__Work item a__: Recast the records as a numbered list with one line per item and no blank lines, covering everything from the first line that contains "</instance>" down to the end of the records.

(Beginning of Page text)

Orion is proud to partner with BBC Sky at Night Magazine, the UK's biggest selling astronomy periodical, to bring you this article as part of an ongoing series to provide valuable content to our customers. Check back each month for exciting articles from renowned amateur astronomers, practical observing tutorials, and much more!

Shooting Stars

Spotting a meteor streaking across the sky is a truly captivating sight to behold.

This bolide appeared over the Flinders Ranges, in the South Australian desert on the evening of the 24th April 2011.

By C m handler (Own work) [CC BY-SA 3.0 (http://creativecommons.org/licenses/by-sa/3.0)], via Wikimedia Commons

You may know of meteors as 'shooting stars', but the truth is there is nothing stellar about them. The dramatic, bright trails that streak across the sky come from a much more harmless source — a dust particle the size of a grain of sand colliding with Earth's atmosphere, making it glow.

You will see several random, or 'sporadic', meteors an hour on any clear night, but a better way to catch them is during one of the annual meteor showers. These occur when Earth passes through the debris trail of a long-gone comet — a path of dust waiting to burn up in our planet's atmosphere.

(End of Page text)

__Work item b__: Write a continuation of the article on meteors and meteor showers, picking up after its final sentence.

(Beginning of Dataset excerpts)

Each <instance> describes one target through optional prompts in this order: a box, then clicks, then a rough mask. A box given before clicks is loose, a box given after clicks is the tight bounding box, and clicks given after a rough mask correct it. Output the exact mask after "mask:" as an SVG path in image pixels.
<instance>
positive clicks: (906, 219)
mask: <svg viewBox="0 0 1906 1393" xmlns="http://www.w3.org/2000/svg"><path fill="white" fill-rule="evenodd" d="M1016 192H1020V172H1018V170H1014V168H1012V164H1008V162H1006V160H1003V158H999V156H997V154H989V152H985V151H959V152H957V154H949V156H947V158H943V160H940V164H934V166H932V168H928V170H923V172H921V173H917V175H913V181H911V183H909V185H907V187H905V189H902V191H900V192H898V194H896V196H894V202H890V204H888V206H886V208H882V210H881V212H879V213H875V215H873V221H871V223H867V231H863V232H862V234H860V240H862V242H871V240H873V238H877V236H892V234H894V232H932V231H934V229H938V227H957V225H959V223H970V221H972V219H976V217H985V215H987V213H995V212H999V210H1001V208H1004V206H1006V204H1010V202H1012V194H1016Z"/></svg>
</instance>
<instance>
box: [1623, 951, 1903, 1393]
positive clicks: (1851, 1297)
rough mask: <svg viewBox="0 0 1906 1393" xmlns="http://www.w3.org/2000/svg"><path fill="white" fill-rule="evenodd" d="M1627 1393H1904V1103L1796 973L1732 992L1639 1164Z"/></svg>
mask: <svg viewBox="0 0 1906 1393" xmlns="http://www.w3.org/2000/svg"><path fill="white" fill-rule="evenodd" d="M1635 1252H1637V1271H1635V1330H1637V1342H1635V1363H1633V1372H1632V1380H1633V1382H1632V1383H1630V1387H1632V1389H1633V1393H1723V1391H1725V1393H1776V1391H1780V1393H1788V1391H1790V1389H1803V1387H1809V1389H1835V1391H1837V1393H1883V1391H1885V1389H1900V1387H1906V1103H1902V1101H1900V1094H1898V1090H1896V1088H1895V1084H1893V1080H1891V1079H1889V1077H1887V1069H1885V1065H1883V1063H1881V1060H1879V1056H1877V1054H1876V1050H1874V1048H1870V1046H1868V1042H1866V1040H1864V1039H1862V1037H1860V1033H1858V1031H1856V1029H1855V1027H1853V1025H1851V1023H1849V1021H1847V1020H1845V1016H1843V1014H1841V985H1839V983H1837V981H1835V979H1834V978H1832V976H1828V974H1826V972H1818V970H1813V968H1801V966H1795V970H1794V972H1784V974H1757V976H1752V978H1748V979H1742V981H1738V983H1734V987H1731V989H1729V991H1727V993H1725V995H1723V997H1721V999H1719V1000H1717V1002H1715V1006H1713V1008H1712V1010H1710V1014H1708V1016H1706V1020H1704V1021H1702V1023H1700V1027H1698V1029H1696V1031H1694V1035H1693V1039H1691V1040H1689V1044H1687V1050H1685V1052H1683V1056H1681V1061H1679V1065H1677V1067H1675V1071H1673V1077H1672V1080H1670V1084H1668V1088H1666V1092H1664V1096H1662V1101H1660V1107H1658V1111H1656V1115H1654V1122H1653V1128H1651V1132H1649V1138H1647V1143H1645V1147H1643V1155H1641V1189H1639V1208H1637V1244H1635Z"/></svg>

(End of Dataset excerpts)

__Task result a__:
1. </instance>
2. <instance>
3. box: [1623, 951, 1903, 1393]
4. positive clicks: (1851, 1297)
5. rough mask: <svg viewBox="0 0 1906 1393" xmlns="http://www.w3.org/2000/svg"><path fill="white" fill-rule="evenodd" d="M1627 1393H1904V1103L1796 973L1732 992L1639 1164Z"/></svg>
6. mask: <svg viewBox="0 0 1906 1393" xmlns="http://www.w3.org/2000/svg"><path fill="white" fill-rule="evenodd" d="M1635 1252H1637V1271H1635V1330H1637V1342H1635V1363H1633V1372H1632V1380H1633V1382H1632V1383H1630V1387H1632V1389H1633V1393H1723V1391H1725V1393H1776V1391H1780V1393H1788V1391H1790V1389H1803V1387H1809V1389H1835V1391H1837V1393H1883V1391H1885V1389H1900V1387H1906V1103H1902V1101H1900V1094H1898V1090H1896V1088H1895V1084H1893V1080H1891V1079H1889V1077H1887V1069H1885V1065H1883V1063H1881V1060H1879V1056H1877V1054H1876V1050H1874V1048H1870V1046H1868V1042H1866V1040H1864V1039H1862V1037H1860V1033H1858V1031H1856V1029H1855V1027H1853V1025H1851V1023H1849V1021H1847V1020H1845V1016H1843V1014H1841V985H1839V983H1837V981H1835V979H1834V978H1832V976H1828V974H1826V972H1818V970H1813V968H1801V966H1795V970H1794V972H1784V974H1757V976H1752V978H1748V979H1742V981H1738V983H1734V987H1731V989H1729V991H1727V993H1725V995H1723V997H1721V999H1719V1000H1717V1002H1715V1006H1713V1008H1712V1010H1710V1014H1708V1016H1706V1020H1704V1021H1702V1023H1700V1027H1698V1029H1696V1031H1694V1035H1693V1039H1691V1040H1689V1044H1687V1050H1685V1052H1683V1056H1681V1061H1679V1065H1677V1067H1675V1071H1673V1077H1672V1080H1670V1084H1668V1088H1666V1092H1664V1096H1662V1101H1660V1107H1658V1111H1656V1115H1654V1122H1653V1128H1651V1132H1649V1138H1647V1143H1645V1147H1643V1155H1641V1189H1639V1208H1637V1244H1635Z"/></svg>

__Task result b__:
Meteor showers are named after the constellation they appear to come from — and, sometimes, the closest star. Most major showers will be active over a period of at least a few days — and some for a few weeks. But they have what's known as a 'peak' — the night when you can expect to see the greatest number of meteors. The rates can vary quite a lot, but prominent displays, such as the Perseids, can produce an average of one meteor a minute under clear, moonless skies at their peak. There is also the chance a particularly dense patch of dust could lie along the path of debris, creating a surge in meteor numbers.

How to view

The best time to observe is shortly after midnight on the date when peak activity is predicted, when the sky is darkest and Earth's rotation faces the direction of the planet's motion in space, so the oncoming meteors seem to travel even faster.

As with any other form of observing, the best place to view is away from light pollution, so find as remote a location as possible and give your eyes at least 20 minutes to get really used to the darkness.

Don't look directly at the constellation that the meteor tracks appear to come from, concentrate your gaze high in the direction of the darkest portion of the sky that's free from obscuring trees and buildings. If the Moon is in the sky, try to make sure it's not in your field of vision or reflecting off walls or windows, as this will seriously degrade your night vision.

If you need to look at star charts or books to find your bearings, use a dim red light rather than a white one so that you don't lose your night vision. If you use a smartphone app, place a red cellophane filter over the screen.

Making meteors

By the time a comet approaches Earth, the Sun's heat has evaporated ice in its nucleus. This releases dust that follows the comet and, over time, can be spread out along all of the comet's orbit. When Earth intercepts this dusty path, lots of particles collide with the atmosphere and we see a meteor shower.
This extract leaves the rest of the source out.